• Given information:

==*==

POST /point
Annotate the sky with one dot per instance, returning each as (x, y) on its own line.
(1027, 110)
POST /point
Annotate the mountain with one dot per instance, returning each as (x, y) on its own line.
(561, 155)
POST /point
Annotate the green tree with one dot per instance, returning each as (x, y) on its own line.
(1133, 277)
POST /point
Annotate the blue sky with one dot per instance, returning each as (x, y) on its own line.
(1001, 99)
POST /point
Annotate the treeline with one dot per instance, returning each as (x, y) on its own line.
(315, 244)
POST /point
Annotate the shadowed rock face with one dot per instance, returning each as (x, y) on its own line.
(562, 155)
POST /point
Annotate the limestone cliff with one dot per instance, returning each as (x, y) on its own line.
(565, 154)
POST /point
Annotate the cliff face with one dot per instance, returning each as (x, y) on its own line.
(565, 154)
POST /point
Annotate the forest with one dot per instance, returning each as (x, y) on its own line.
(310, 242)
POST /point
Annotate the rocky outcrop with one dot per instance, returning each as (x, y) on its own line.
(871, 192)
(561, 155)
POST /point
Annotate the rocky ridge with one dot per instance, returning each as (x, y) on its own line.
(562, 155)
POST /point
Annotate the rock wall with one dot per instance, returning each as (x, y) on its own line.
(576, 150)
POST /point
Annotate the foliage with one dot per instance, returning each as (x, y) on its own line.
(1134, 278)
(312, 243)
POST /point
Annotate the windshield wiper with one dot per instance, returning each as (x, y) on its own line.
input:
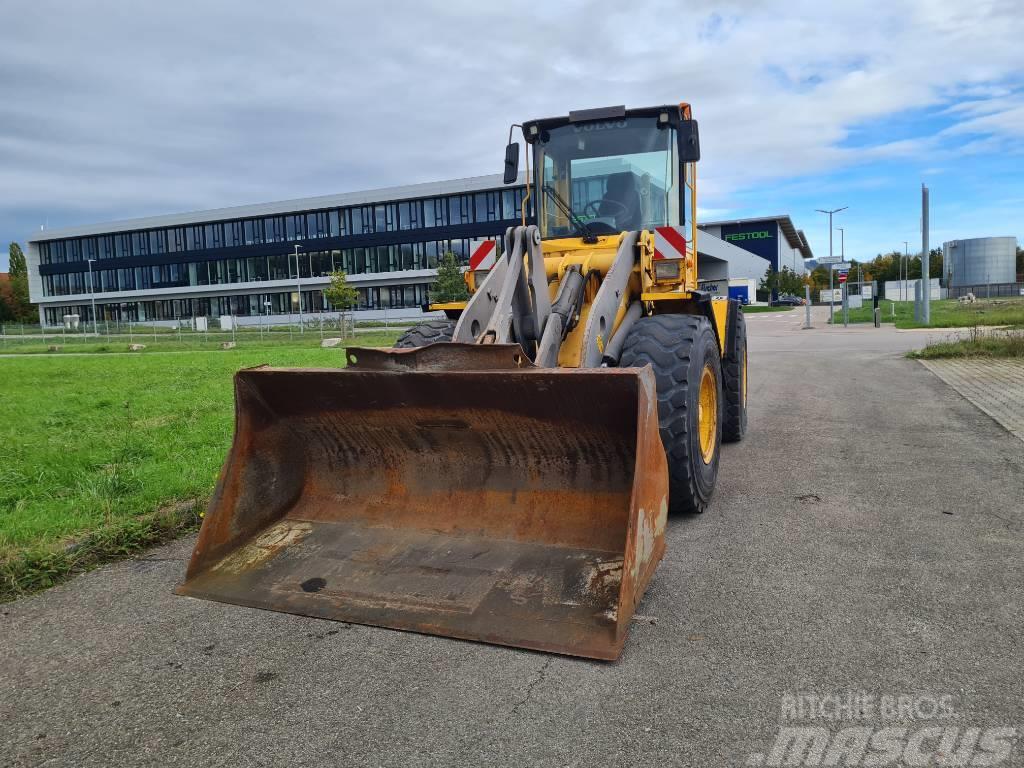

==*==

• Your objective: Output the full listing verbatim, but drop the images.

• Solution below:
POST /point
Annotate the sky with one dot per instance, returning each as (x, y) on its own line.
(1027, 110)
POST /point
Annotate the mountain with one dot per instance, returning each as (x, y) on its own line.
(561, 155)
POST /point
Annotate the green tree with one dot per instance, returning each as (x, y) on its own line.
(1133, 277)
POST /point
Annotate the blue sky with one dot per instance, returning each as (x, y) on its own line.
(1001, 99)
POST /point
Annotate the treeline with one dot per instance, returning each as (x, y) on its own line.
(315, 244)
POST /point
Annotate the shadowed rock face with one dot per instance, returning each as (x, y) on its own line.
(562, 155)
POST /point
Annotate the limestone cliff with one dot per instance, returning each as (x, y) on its own line.
(565, 154)
POST /point
Annotate the cliff face with one dot per instance, returning each as (x, y) on its own line.
(565, 154)
POST /point
Annotate the forest with one dot per instance, returning each as (x, y) on its own line.
(310, 242)
POST /point
Annotate the rocky outcrop with one dot per instance, returning each as (x, y) on its own line.
(871, 192)
(561, 155)
POST /point
Annotate the rocky ridge with one dot per instance, returning each as (x, y) on its own line.
(562, 155)
POST /point
Annotate the rock wall with one dot per instance, returning each as (x, y) on its own line.
(576, 150)
POST /point
Annotate the foliage with one dot per instance, returning each as (x, y) on its own line.
(1134, 278)
(312, 243)
POST /point
Annotate the windshield wiper with one dot per instance, returning each as (x, y) on its own line.
input:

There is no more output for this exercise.